■ **Zadania do wykonania**:
- A) Przepisz wiernie fragment tekstu o transakcjach Orlenu od słów „Gdy lata temu” aż do słów „wszystkich procesów konsolidacyjnych.” włącznie.
- B) Kontynuuj tekst o transakcjach Orlenu od miejsca, w którym się urywa.

■ **Wyodrębniony tekst**:

UOKiK jest kompetentny do oceny tej transakcji, zakładamy że zrobi to sprawnie i rzetelnie. Ta transakcja jest znacznie prostsza do przeprowadzenia i może być sfinalizowana w tym roku, nawet wcześniej niż Lotos.Te wszystkie transakcje, wbrew nieprzychylnym komentarzom, mają podłoże ekonomiczne, a nie polityczne. Jak kupowałem Energę, to też mówiono, że to decyzja polityczna i Orlen będzie finansował budowę węglowej Ostrołęki. I co? Otoczenie się zmieniło, inwestycja węglowa okazała się w nowych warunkach nieopłacalna, więc nie mogliśmy tego projektu kontynuować wbrew liczbom. W kwestii szczegółów decyduje ekonomia i potencjalne stopy zwrotu.

Ciągle coś kupujecie, a może w końcu coś sprzedacie? Na przykład aktywa wydobywcze w Kanadzie, które były przedmiotem znacznego odpisu w ostatnim sprawozdaniu rocznym.

Gdy lata temu kupowano te aktywa, to twierdzono, że dzięki tej transakcji zwiększa się bezpieczeństwo dostaw ropy do Polski, co okazało się błędnym myśleniem. Tam, gdzie mamy złoża w Kanadzie, nie ma odpowiedniej infrastruktury, by transport surowca do Polski był w jakimkolwiek stopniu opłacalny ekonomicznie. Obecnie zmniejszyliśmy skalę inwestycji, dążymy do samofinansowania inwestycji upstream. Te aktywa nie przynoszą stabilnego dochodu, są ryzykowne, nasze podejście zweryfikujemy w momencie realizacji wszystkich procesów konsolidacyjnych.

■ **Dostarczone dane**:
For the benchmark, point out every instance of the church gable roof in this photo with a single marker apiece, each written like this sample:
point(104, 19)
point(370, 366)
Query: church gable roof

■ **Twoje pisemne odpowiedzi**:
- A)
Gdy lata temu kupowano te aktywa, to twierdzono, że dzięki tej transakcji zwiększa się bezpieczeństwo dostaw ropy do Polski, co okazało się błędnym myśleniem. Tam, gdzie mamy złoża w Kanadzie, nie ma odpowiedniej infrastruktury, by transport surowca do Polski był w jakimkolwiek stopniu opłacalny ekonomicznie. Obecnie zmniejszyliśmy skalę inwestycji, dążymy do samofinansowania inwestycji upstream. Te aktywa nie przynoszą stabilnego dochodu, są ryzykowne, nasze podejście zweryfikujemy w momencie realizacji wszystkich procesów konsolidacyjnych.

- B)
A ile pieniędzy dosypiecie jeszcze do Ruchu?

Pokazaliśmy już, jak planujemy rozwijać Ruch, jak będziemy wzmacniać detal, w tym poza stacjami i jakie synergie chcemy osiągnąć. Idziemy zgodnie z planem, powstaną nowe sklepy i punkty odbioru paczek. Ruch sobie radzi.

Jak sobie radzi?

Plan inwestycyjny jest realizowany, częściowo w ramach budżetu na rozwój segmentu detalicznego Orlenu – w tym przypadku Ruch będzie operatorem nowych placówek. Nie można zapominać, że pandemia uderzyła w ten biznes, bo zmniejszyła się liczba klientów, więc plany sprzed pandemii się zdezaktualizowały. Jest oczywiste, że trzeba brać pod uwagę kwestię dokapitalizowania spółki, bo nie ma ona odpowiednich wpływów, a inwestycje trzeba realizować. Uważam jednak, że to tylko krótkoterminowa, pandemiczna korekta planów, w dłuższym terminie biznes się rozwinie.

Tymczasem do Polska Press wprowadzacie już swoich ludzi. Nie za wcześnie?

Każdy ma prawo kreować zarząd spółki, której jest właścicielem. Decyzja sądu w sprawie skargi RPO jest decyzją bardzo kontrowersyjną i to nie jest moja prywatna opinia, tylko opinia renomowanych, międzynarodowych doradców prawnych, którzy dla nas pracują. Mogę panu zacytować taką opinię, w której mówi się wprost, że „postanowienie sądu nie ma wpływu na skuteczność wykonywania udziałów w Polska Press i nie ogranicza prawa wykonywania udziałów w spółce”.

Jaki jest plan na tę spółkę i generowanie synergii poza ogólnikami o wykorzystaniu big data i docieraniu do klientów?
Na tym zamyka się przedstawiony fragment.